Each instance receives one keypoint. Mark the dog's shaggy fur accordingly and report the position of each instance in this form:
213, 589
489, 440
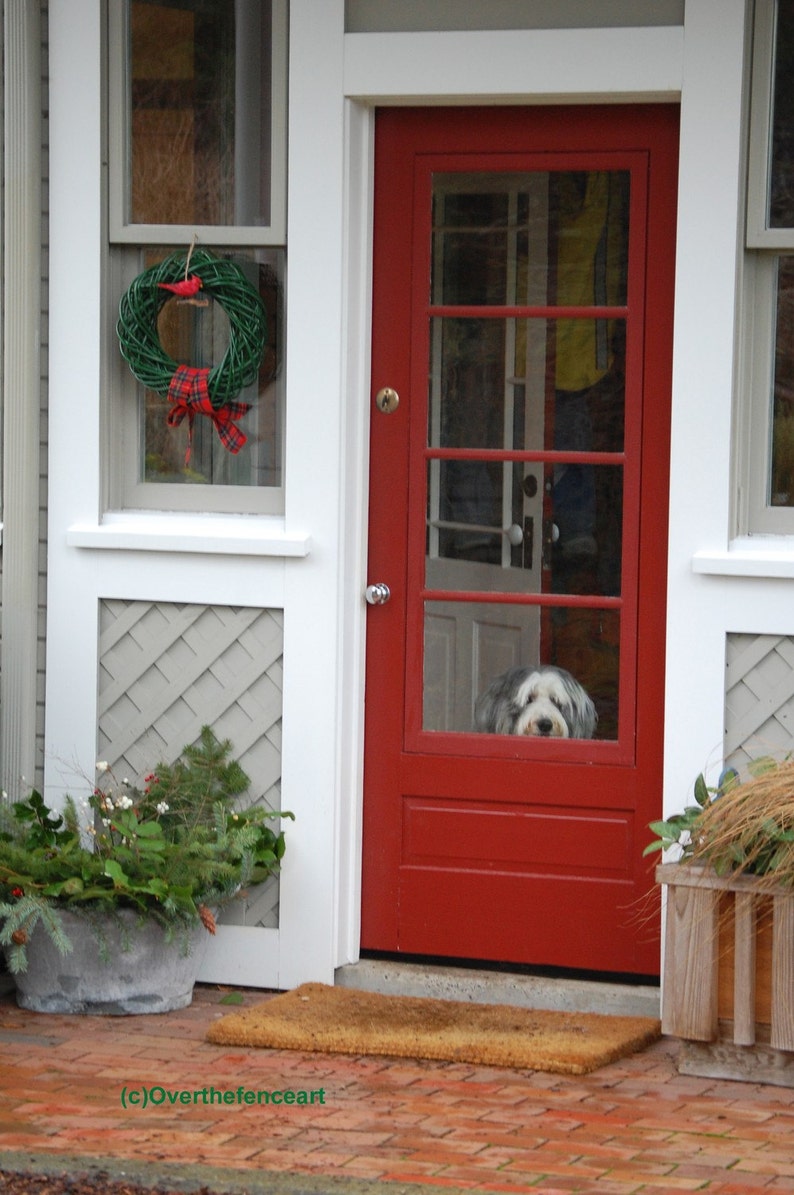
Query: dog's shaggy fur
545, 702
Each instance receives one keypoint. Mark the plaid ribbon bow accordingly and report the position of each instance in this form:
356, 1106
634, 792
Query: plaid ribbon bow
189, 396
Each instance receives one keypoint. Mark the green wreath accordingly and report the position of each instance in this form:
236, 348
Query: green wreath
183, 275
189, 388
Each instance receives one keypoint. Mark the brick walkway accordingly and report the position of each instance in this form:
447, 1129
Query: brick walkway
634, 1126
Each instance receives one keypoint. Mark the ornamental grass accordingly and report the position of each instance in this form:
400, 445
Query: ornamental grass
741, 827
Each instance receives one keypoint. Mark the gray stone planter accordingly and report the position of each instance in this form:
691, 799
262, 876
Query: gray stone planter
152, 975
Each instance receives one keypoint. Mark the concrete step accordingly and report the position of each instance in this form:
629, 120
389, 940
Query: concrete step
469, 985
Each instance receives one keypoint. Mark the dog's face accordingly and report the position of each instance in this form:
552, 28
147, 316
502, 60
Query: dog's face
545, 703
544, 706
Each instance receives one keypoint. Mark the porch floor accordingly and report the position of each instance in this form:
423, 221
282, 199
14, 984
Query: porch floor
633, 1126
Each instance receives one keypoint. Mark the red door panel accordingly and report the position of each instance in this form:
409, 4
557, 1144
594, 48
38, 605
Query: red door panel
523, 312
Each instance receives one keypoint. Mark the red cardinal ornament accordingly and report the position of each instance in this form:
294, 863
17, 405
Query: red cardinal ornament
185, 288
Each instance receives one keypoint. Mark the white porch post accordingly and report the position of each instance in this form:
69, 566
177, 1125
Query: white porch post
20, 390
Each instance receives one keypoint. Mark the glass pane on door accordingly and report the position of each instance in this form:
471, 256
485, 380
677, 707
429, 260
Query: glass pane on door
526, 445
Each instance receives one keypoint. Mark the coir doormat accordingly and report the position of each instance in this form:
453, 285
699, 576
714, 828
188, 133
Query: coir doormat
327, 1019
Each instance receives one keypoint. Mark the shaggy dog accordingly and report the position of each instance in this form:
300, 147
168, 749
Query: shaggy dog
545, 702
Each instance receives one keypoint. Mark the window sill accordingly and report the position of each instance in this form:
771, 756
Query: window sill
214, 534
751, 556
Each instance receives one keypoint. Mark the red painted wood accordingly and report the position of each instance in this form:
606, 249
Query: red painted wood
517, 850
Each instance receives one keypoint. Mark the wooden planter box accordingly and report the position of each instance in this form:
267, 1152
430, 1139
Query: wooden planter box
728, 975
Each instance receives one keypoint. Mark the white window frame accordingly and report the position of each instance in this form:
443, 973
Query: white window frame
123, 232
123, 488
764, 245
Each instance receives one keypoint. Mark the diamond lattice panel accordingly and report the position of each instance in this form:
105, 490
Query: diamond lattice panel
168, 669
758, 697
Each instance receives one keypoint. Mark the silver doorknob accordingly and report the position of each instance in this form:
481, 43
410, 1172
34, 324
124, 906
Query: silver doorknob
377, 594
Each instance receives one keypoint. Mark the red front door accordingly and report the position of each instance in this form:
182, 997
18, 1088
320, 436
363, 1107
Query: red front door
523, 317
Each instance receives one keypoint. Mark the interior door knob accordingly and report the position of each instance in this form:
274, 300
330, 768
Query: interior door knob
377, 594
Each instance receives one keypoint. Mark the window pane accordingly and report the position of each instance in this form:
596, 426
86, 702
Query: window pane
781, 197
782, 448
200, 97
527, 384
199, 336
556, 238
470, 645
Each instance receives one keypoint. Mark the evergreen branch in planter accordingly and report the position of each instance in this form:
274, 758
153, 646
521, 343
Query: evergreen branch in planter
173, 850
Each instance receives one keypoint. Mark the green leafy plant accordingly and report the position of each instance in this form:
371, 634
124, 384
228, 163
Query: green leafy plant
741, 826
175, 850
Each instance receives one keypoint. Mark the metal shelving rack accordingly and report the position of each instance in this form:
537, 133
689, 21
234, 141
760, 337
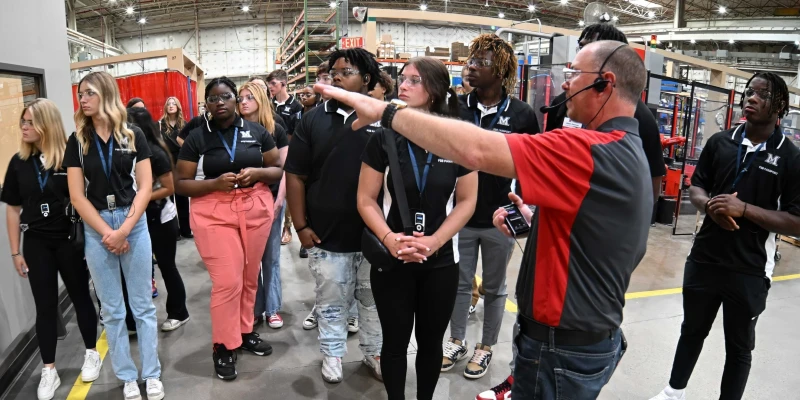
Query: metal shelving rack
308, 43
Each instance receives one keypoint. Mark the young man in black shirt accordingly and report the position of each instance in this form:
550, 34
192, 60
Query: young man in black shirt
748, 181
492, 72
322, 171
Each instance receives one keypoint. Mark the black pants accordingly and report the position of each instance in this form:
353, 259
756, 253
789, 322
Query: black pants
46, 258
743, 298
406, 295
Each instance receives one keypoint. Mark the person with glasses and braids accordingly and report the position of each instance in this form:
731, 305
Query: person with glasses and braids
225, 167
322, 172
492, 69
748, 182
****
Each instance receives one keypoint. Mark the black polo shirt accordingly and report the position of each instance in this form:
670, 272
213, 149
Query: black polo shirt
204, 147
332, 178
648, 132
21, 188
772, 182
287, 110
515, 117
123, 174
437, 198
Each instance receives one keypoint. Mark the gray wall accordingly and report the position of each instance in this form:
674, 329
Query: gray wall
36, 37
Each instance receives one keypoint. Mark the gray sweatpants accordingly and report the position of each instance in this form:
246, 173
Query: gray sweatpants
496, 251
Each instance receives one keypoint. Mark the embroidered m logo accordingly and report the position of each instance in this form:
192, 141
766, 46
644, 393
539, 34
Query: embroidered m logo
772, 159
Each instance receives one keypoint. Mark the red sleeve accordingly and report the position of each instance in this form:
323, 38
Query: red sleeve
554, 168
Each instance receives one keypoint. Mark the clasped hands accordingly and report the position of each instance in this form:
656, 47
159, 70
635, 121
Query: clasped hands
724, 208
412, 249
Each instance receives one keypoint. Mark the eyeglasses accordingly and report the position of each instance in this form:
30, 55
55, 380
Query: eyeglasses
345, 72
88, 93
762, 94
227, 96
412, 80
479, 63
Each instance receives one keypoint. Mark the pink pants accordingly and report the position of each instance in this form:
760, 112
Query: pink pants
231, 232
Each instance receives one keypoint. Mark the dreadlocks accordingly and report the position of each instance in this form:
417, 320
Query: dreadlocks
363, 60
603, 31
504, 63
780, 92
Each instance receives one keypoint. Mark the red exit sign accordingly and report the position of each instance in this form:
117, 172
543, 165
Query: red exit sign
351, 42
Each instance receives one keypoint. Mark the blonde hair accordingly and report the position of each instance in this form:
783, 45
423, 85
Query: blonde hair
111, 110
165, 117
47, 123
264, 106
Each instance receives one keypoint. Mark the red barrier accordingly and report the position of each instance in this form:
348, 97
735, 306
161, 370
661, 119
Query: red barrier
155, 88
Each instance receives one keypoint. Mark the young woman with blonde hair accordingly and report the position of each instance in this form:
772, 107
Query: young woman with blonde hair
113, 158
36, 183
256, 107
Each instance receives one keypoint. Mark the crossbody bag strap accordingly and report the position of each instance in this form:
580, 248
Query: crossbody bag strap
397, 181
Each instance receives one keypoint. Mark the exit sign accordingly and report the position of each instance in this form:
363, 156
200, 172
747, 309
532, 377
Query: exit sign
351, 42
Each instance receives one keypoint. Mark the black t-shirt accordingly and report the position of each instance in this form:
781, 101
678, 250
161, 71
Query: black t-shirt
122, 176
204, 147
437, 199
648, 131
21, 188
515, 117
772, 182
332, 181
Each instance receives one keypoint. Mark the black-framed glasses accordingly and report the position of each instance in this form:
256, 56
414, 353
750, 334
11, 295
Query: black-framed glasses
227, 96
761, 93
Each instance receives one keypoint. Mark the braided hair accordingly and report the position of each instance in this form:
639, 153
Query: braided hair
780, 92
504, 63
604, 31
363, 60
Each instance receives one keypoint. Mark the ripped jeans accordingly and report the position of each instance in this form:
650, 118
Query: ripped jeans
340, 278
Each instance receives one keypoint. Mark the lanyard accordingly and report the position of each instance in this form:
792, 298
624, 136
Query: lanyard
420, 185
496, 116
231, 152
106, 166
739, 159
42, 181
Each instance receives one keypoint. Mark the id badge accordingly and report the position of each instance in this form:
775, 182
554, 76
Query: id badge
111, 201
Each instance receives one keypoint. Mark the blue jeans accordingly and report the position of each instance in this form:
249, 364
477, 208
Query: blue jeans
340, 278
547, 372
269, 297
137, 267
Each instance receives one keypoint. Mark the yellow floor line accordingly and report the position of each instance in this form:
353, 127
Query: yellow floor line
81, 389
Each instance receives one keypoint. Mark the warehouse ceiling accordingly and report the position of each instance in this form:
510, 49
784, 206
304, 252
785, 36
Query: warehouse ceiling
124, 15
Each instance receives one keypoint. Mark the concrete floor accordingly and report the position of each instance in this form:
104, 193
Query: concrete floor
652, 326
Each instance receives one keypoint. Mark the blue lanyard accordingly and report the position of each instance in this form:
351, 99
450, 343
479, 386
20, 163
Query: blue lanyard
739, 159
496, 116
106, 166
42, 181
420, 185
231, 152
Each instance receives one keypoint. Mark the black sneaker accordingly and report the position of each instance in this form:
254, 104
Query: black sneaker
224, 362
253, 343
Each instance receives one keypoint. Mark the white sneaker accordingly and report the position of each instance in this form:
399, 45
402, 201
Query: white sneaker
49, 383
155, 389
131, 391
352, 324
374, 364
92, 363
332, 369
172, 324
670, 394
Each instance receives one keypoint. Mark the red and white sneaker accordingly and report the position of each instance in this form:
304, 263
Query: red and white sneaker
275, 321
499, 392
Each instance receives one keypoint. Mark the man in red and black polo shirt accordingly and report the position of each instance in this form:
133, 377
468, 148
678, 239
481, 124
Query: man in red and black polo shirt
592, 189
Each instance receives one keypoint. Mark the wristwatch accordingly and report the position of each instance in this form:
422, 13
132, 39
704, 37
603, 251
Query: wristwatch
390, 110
****
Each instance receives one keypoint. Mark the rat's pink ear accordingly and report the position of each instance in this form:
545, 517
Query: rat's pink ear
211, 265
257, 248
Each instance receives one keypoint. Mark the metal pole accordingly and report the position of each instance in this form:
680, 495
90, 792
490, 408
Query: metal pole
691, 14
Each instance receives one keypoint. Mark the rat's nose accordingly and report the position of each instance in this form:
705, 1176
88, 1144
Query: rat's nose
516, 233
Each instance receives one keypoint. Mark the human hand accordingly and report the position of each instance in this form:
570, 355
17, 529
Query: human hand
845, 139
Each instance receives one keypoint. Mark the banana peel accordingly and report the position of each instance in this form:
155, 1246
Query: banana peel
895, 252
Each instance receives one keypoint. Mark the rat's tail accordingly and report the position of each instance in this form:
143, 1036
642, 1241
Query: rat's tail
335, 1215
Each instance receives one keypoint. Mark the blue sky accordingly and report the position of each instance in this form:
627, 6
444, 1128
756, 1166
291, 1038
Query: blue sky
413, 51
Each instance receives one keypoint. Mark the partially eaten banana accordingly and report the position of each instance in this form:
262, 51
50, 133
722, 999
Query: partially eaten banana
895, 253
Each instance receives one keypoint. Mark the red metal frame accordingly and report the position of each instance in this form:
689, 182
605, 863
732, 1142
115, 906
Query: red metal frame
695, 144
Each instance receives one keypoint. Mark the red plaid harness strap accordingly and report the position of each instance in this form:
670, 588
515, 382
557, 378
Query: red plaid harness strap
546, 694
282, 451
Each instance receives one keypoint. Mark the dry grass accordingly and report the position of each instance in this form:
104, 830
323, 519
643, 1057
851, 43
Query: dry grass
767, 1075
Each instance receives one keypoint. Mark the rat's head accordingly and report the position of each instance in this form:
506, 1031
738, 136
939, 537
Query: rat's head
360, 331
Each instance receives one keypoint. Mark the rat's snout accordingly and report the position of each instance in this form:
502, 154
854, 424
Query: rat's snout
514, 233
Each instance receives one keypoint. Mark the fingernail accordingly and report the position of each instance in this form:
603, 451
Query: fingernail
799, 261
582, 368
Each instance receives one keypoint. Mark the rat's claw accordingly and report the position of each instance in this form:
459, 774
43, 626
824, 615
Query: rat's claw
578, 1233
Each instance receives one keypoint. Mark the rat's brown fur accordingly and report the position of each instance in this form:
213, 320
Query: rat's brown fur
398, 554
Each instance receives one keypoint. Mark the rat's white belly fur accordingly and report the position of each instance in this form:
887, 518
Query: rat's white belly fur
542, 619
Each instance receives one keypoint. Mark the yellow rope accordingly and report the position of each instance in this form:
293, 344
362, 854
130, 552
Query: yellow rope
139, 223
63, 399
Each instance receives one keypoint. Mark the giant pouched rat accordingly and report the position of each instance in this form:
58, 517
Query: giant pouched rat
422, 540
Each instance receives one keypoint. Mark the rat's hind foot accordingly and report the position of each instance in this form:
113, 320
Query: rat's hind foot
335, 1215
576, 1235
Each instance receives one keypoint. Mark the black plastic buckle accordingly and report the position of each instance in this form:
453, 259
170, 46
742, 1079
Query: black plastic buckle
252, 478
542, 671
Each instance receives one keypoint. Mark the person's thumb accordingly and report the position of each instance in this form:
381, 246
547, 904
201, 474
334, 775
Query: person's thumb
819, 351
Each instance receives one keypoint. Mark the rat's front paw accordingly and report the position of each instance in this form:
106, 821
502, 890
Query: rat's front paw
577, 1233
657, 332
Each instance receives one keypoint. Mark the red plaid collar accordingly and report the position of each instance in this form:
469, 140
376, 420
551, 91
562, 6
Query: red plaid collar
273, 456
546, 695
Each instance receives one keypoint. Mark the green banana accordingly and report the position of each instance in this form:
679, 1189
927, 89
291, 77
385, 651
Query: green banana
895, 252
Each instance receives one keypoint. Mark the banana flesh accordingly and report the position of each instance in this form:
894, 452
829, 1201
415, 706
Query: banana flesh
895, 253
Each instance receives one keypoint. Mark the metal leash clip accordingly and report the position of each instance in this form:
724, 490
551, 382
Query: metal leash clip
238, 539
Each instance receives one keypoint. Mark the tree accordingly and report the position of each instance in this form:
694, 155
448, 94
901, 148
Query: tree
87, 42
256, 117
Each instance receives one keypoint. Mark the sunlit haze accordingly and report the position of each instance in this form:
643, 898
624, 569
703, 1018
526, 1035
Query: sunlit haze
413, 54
****
Work to complete
List every line of the material above that contains the word "brick", and copy each of those lines in full.

Right answer
Each instance receives one keypoint. Mark the brick walkway accordingly and report the position of each instance in this form:
Query: brick walkway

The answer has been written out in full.